▸ Aim of the exercise
Continue the passage on spreading multi-filament yarns onto a spindle, beginning right after its final sentence.

#### Document extract ####

Generally, only one multi-filament yarn is supplied to the spindle surface. However, it is possible to impart to the textured yarn of the invention a varied function as well as appearance by supplying to the spindle two or more multi-filament yarns with different dyeing characteristics, absorbance, Young's modulus, tenacity, ductility, cross-sectional areas, deniers of mono-filaments, brightness, configuration and appearance. When two or more multi-filament yarns are to be introduced onto a spindle, they may be passed through a single common spreading apparatus. However, in such a case, the total number of filaments tends to exceed a desirable limit and there may also be a tendency for the filaments of the different yarns to interact upon contact to hinder normal separation. Therefore, it is generally desirable to provide a separate spreading apparatus for each multi-filament yarn in order to ensure uniform filament division and in turn to obtain a good regularity in the product. Although there is no restriction on the type of spreading apparatus which is to be used in the method of the invention, an electrical system or a pneumatic system which uses a low-pressure fluid is preferable because of their ability to spread the cintinuously advancing multi-filament yarn into individual filaments without causing disturbance or entanglements of the filaments, a particularly suitable example of such a system being the method and apparatus as disclosed in U.S. Pat. No. 3,657,871. A textured yarn of satisfactory quality is obtainable by passing and winding all of the spread-out filaments around the periphery of the spindle, although the spreading procedure is susceptible to a number of variations. In another embodiment of the invention, only part of the spread-out filaments are passed onto the spindle, the remainder being passed to a space just in front of the spindle nose in a manner as if to enwrap a rotating imaginary spindle thereat. By so doing, it is generally possible to further improve the regularity, as well as the uniformity of other qualities of the product and also to boost the efficiency of the process.

#### Data excerpts ####

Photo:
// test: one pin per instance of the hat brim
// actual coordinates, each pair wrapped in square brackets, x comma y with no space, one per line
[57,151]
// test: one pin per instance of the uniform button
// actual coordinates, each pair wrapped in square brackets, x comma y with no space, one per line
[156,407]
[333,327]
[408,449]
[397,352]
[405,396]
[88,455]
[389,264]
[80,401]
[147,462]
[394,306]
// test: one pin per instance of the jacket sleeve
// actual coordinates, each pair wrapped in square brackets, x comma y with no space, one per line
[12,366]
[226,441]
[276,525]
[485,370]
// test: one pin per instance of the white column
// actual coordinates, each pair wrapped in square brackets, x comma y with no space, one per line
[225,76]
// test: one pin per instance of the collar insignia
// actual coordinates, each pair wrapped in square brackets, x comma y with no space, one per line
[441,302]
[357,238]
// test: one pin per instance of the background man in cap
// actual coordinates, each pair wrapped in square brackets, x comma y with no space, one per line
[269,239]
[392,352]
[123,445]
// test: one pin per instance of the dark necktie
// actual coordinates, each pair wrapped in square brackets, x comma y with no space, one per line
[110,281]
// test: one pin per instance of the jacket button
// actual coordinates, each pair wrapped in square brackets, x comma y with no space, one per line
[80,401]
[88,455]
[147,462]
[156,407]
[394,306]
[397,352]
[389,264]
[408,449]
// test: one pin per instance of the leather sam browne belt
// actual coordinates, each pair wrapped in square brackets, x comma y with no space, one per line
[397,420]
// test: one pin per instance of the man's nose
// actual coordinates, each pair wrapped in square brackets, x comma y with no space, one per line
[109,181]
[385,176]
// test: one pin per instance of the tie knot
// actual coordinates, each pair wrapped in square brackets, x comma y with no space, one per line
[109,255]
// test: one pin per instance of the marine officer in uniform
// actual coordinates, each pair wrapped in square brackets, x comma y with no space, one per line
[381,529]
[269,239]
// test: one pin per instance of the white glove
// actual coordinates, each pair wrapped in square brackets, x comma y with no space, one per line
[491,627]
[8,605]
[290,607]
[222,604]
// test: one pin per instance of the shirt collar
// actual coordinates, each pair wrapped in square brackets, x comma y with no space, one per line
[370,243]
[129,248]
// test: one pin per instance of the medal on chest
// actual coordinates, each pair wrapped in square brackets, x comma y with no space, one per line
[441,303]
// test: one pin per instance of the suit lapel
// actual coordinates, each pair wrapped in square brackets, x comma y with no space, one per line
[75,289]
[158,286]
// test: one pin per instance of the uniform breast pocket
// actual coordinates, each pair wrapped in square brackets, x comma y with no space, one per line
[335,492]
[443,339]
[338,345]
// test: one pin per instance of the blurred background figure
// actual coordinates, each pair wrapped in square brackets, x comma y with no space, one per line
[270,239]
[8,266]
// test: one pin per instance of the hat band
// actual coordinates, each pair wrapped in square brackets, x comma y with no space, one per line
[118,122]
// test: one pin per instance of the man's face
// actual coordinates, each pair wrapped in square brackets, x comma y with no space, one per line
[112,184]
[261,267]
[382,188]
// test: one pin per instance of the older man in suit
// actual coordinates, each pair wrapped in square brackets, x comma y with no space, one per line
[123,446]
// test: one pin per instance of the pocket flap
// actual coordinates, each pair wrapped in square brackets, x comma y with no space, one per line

####

▸ The response
When part of the filaments are passed to a space in front of the spindle, such filaments will directly enwrap any yarn which happens to be there, namely, a sleeve being withdrawn in the axially forward direction from the spindle nose or a core thread being supplied to the nose, if there is one. In the absence of such a yarn, the filaments will proceed to the spindle nose to join the sleeve which has been formed on the spindle surface by the remainder of the filaments, and will become a core region of the textured yarn, enveloped in the sleeve which serves as a sheath. For use in this embodiment, the spindle can be not only conical in shape with a tapered surface but also cylindrical in shape with a surface inclination of 0°. A spindle beving a cylindrical shape has an advantage over its conical counterpart in that it is easier to fabricate with high precision.
For the textured yarn which is manufactured according to the invention to maintain sufficient stability against stretching and abrading, it should be given twists depending upon the denier of the yarn, for example, in the range of 200 to 600 twists/meter, when the denier of the yarn falls in the range 200 to 800. The twists to be imparted to the product yarn are ordinarily controlled by two factors: the withdrawal speed and the spindle diameter. By reducing spindle diameter, it will become possible to increase the twists to be imparted to the yarn, or alternatively to boost the take-up speed of the yarn. Therefore, the spindle should have as small a diameter as possible, a suitable choice for the diameter being not more than 25 mm, or more preferrably under 10 mm, measured at the maximum diameter portion of the spindle excluding a flange, if any. A smaller diameter spindle has less weight and makes possible a higher spindle rotation speed, thus increasing the productivity. When the spindle has a conical shape, its surface inclination should not be more than 15°, and preferably under 4°, in order to prevent slack in the conical tubular sleeve and to avoid hinderance to the smooth withdrawal of the same, the slack otherwise forming a filament balloon under the influence of centrifugal force.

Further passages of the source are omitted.